_Exercise directions:_
Reproduce the material below word for word, omitting the pictures.

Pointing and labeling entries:

....

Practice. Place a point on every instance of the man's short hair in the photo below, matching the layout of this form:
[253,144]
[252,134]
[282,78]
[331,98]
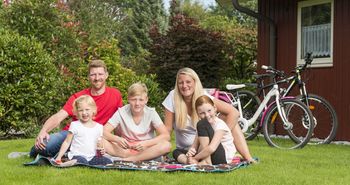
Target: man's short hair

....

_Complete answer:_
Practice. Place a point on every instance of the man's short hair in the photo below, matching the layout of this form:
[253,144]
[252,134]
[282,78]
[331,98]
Target: man's short hair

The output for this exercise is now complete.